■ Stored records ■
---+---

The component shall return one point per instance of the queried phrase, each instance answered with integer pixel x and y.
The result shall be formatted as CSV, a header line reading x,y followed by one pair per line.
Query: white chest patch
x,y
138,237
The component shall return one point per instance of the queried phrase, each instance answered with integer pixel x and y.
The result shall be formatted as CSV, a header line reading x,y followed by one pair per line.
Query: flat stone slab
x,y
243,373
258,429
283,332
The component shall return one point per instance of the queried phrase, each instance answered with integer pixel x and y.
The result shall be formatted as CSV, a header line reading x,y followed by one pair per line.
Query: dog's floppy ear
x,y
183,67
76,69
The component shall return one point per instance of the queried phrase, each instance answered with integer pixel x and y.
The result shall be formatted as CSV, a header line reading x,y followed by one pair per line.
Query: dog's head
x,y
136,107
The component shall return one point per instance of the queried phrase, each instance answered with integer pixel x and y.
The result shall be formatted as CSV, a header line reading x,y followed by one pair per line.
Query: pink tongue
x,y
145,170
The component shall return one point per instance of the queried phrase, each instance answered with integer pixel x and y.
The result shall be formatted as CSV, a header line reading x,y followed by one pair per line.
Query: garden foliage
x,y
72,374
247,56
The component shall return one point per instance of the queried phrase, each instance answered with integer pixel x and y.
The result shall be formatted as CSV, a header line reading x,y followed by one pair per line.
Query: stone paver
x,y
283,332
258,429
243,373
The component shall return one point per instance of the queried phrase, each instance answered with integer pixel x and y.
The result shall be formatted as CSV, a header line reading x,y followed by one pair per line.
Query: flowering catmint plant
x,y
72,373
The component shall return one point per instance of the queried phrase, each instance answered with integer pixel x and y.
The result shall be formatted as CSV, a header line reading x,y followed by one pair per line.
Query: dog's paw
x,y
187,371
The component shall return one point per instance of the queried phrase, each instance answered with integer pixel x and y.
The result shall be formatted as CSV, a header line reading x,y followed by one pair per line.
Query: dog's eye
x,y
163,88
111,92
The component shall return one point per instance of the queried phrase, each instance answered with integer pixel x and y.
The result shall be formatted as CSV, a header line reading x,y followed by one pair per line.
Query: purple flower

---+---

Give back the data above exactly as it appears.

■ SOLUTION BELOW ■
The component shall return one point per instance of the queried phrase, each instance answered with integer pixel x and y.
The result shall be formatted as CSV, a header line reading x,y followed by one pair per line.
Query: white chest patch
x,y
138,237
The component shall return one point per instance of the queried phrase, each instance answered with integer pixel x and y.
The result shall be formatted as CSV, a header line reading x,y followed by one pair per line.
Query: flat stone slab
x,y
243,373
258,429
283,332
The component shall return one point per instance of the queried phrase, each instance answered with integer pixel x and y.
The result shall be formatted as CSV, a header line reading x,y followed by one pair per line.
Query: dog's floppy ear
x,y
183,67
76,69
The component shall return one point per instance of the queried phrase, each instance answered with integer pixel x and y.
The result shall be formatted as CSV, a header line reading x,y followed by one pair per line.
Query: dog's head
x,y
136,107
The component shall return one point per instance of the queried phrase, each instance answered with integer pixel x and y.
The result shall be formatted as CSV, a header line reading x,y followed by one pair per line.
Query: pink tongue
x,y
145,170
The component shall return one point per instance of the queried phrase, each instance answered with integer pixel x and y.
The result shall be formatted as CSV, a header line reading x,y followed by one pair per line.
Query: garden foliage
x,y
72,374
247,56
The component shall return one point per instance of the queried phrase, each instance answered with integer pixel x and y.
The result shall be formatted as CSV, a header line reading x,y followed by one pair per line.
Query: stone paver
x,y
283,332
258,429
243,373
The component shall return one point per instance of the queried phrase, each instance answered with integer pixel x and y.
The result shall be formatted as CSV, a header line reading x,y followed by one pair per line.
Query: flowering catmint plant
x,y
72,373
The component shall return one point per instance of the queried phrase, each instance answered with integer pixel x and y.
The result shall be formatted as CSV, a header line reading x,y followed by one pair per line.
Query: dog's paw
x,y
187,371
The component shall return one point per instance of the queried phrase, each instance answered with integer pixel x and y.
The result shall be formatted as CSV, a header line reading x,y followed by one pair per line.
Query: dog's eye
x,y
163,88
111,92
The component shall return one point per instance of the queried phrase, each instance answered with integer pixel x and y.
The result shall be formatted as CSV, a header line reading x,y followed by one pair per line.
Query: purple flower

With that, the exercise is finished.